Format the entries below as a two-column Markdown table titled Row and Line. Put each line's text under Line with its sequence number under Row, skipping blank lines.

Rows drawn from a pointing dataset -

## Start

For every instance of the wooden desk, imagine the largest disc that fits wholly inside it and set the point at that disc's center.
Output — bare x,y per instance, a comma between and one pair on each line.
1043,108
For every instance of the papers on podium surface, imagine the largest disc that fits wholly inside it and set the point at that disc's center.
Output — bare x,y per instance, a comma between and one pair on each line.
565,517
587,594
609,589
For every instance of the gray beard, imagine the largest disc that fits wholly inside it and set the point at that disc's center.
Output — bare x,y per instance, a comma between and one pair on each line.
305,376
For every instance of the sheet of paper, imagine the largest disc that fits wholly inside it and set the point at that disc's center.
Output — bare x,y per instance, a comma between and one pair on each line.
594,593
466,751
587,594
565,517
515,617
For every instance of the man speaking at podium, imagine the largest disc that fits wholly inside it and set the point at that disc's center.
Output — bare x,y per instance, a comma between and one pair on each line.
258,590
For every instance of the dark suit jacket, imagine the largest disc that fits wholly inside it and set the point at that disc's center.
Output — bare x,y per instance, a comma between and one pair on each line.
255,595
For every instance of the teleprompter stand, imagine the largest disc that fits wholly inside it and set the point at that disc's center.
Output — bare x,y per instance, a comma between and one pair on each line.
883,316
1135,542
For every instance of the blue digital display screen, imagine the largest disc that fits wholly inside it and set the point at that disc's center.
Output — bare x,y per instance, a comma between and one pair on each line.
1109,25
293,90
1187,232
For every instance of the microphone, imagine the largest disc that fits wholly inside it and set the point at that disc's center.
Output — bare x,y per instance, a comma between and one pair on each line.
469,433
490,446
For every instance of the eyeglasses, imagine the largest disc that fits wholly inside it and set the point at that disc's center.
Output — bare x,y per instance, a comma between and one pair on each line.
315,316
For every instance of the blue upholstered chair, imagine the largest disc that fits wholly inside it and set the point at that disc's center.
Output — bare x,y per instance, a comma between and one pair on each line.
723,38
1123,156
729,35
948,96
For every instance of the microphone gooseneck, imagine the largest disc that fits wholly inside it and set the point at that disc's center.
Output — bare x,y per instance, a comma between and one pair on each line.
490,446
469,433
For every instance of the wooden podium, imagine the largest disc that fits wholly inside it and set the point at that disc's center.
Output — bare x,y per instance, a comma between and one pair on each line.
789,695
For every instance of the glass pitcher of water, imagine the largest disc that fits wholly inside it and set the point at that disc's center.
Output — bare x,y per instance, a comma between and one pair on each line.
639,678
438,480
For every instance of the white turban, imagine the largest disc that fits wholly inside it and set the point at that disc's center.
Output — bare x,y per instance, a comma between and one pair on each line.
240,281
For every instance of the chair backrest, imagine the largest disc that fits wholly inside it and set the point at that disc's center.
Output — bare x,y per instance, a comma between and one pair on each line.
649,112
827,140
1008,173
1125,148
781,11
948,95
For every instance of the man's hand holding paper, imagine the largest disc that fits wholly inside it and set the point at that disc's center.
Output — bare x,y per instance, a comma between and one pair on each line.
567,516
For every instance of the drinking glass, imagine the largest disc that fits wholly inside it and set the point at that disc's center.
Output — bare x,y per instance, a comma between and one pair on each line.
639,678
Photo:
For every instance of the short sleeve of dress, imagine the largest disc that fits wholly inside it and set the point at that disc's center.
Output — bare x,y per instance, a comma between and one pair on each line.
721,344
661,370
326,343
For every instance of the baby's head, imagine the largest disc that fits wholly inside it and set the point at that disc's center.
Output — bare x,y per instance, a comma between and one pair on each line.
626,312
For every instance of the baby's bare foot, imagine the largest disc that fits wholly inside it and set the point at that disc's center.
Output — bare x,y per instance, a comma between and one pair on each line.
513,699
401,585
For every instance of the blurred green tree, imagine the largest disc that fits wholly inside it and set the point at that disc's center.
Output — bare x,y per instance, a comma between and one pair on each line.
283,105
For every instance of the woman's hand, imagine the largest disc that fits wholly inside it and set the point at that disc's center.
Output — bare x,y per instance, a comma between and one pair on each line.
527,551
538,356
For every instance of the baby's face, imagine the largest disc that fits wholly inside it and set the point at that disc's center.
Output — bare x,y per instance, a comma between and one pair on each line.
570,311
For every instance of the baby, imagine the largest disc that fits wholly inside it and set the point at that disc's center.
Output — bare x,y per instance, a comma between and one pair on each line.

## End

Complete answer -
| Row | Line |
|---|---|
| 1 | For every instance of the wooden desk, imagine the largest disc that fits wholly inside it and set the point at that disc's center. |
| 2 | Output — bare x,y per instance, a comma between and one pair on each line. |
| 3 | 1043,108 |
| 4 | For every instance of the papers on podium surface, imagine the largest disc that fits wholly inside it and set the point at that disc's center. |
| 5 | Output — bare x,y per instance, a comma between and one pair on each line. |
| 6 | 565,517 |
| 7 | 587,594 |
| 8 | 609,589 |
| 9 | For every instance of the gray beard, imagine the largest disc that fits wholly inside it and set the point at that disc's center. |
| 10 | Output — bare x,y per instance, a comma between and one pair on each line. |
| 11 | 305,376 |
| 12 | For every instance of the sheet of paper, imagine the largest disc that fits wholly inside it and set the point at that disc's center. |
| 13 | Output — bare x,y per instance, a comma between and one pair on each line. |
| 14 | 594,593 |
| 15 | 466,751 |
| 16 | 587,594 |
| 17 | 565,517 |
| 18 | 515,617 |
| 19 | For every instance of the man speaking at podium, imagine the largest disc that fits wholly inside it and set the point at that disc's center. |
| 20 | Output — bare x,y per instance, a comma between and one pair on each line. |
| 21 | 258,590 |
| 22 | For every instance of the dark suit jacket, imagine the largest disc that fits wholly inside it and set the point at that disc's center. |
| 23 | Output — bare x,y per instance, a comma between and one pair on each line. |
| 24 | 255,595 |
| 25 | For every instance of the teleprompter stand, imagine the largest disc that fits wholly inside it and set the point at that disc's center. |
| 26 | Output — bare x,y per instance, a comma between and one pair on each line. |
| 27 | 883,316 |
| 28 | 1135,542 |
| 29 | For every instance of the blue digital display screen, imagine the largest disc that fits wholly inside it and set the point at that disc's center. |
| 30 | Output — bare x,y per instance, a comma between and one pair on each line. |
| 31 | 1109,25 |
| 32 | 293,90 |
| 33 | 1187,232 |
| 34 | For every instance of the microphone, imagine the largest disc that fits wholly inside it and set the point at that disc's center. |
| 35 | Output — bare x,y per instance, a comma between and one pair on each line. |
| 36 | 469,433 |
| 37 | 490,446 |
| 38 | For every instance of the eyeglasses, imagine the largest disc that fits wholly inside it and set the point at that disc's center. |
| 39 | Output — bare x,y per instance, a comma between and one pair on each line. |
| 40 | 315,316 |
| 41 | For every instance of the blue upholstered chair, imagine the largest disc that fits wholly inside it and set the point at that disc's center. |
| 42 | Output — bare x,y per instance, a comma between and one pair on each line. |
| 43 | 723,38 |
| 44 | 1123,156 |
| 45 | 729,35 |
| 46 | 948,96 |
| 47 | For every instance of the microphone gooseneck, imagine the largest disc that fits wholly inside it and set the point at that disc's center. |
| 48 | Output — bare x,y per instance, a comma between and one pair on each line. |
| 49 | 490,446 |
| 50 | 469,433 |
| 51 | For every instance of the wooden podium, imagine the largest disc that fits wholly inside it and set the point at that disc's center. |
| 52 | Output — bare x,y per instance, a comma between and one pair on each line. |
| 53 | 789,695 |
| 54 | For every instance of the glass pitcher of water, imagine the largest disc that fits wholly inside it and set the point at that disc's center. |
| 55 | Output — bare x,y per instance, a comma between and one pair on each line. |
| 56 | 639,678 |
| 57 | 438,480 |
| 58 | For every instance of the white turban, imagine the largest disc that fits wholly inside it and set the point at that disc's center. |
| 59 | Output — bare x,y per instance, a comma between and one pair on each line. |
| 60 | 240,281 |
| 61 | For every instance of the chair backrest, imagine the largest disc that fits wholly inside it and set the point at that disc's center. |
| 62 | Output — bare x,y per instance, a comma between and one pair on each line. |
| 63 | 649,112 |
| 64 | 827,140 |
| 65 | 1008,173 |
| 66 | 1125,148 |
| 67 | 781,11 |
| 68 | 948,95 |
| 69 | For every instance of the man's hand holding paper, imagine the largest disc that fits wholly inside it and set the point at that disc's center. |
| 70 | Output — bare x,y per instance, a comma between and one pair on each line. |
| 71 | 567,516 |
| 72 | For every instance of the drinking glass, imagine the largest disc that fits wholly inside it and set the point at that disc's center. |
| 73 | Output — bare x,y per instance, a comma between and one pair on each line. |
| 74 | 639,678 |
| 75 | Photo: |
| 76 | For every instance of the short sleeve of dress, imagine the largest disc that fits wholly inside it and set the point at that disc's center. |
| 77 | Output — bare x,y per instance, a comma between and one pair on each line. |
| 78 | 721,344 |
| 79 | 661,370 |
| 80 | 326,343 |
| 81 | For every instance of the baby's head, imagine the largest disc that fits wholly inside it and set the point at that disc's center. |
| 82 | Output — bare x,y per instance, a comma between and one pair on each line. |
| 83 | 626,312 |
| 84 | For every instance of the baby's bare foot, imagine the largest disc that fits wholly inside it and set the point at that disc's center. |
| 85 | Output — bare x,y per instance, a comma between and one pair on each line. |
| 86 | 513,699 |
| 87 | 401,585 |
| 88 | For every instance of the blurred green tree, imagine the largest disc that fits wholly inside it and set the point at that disc's center. |
| 89 | Output — bare x,y per instance, a comma between and one pair on each line. |
| 90 | 283,105 |
| 91 | For every instance of the woman's hand, imagine the largest disc that fits wholly inside it and set the point at that disc's center. |
| 92 | Output — bare x,y per instance, a comma between and one pair on each line. |
| 93 | 527,551 |
| 94 | 538,356 |
| 95 | For every instance of the baby's face, imagine the largest disc that fits wholly inside it and set the point at that disc's center. |
| 96 | Output — bare x,y per instance, a comma between and one pair on each line. |
| 97 | 570,311 |
| 98 | For every instance of the baby, imagine the largest disc that fits wholly inside it and set the point at that disc's center. |
| 99 | Output — bare x,y per instance, a comma between and one pair on each line. |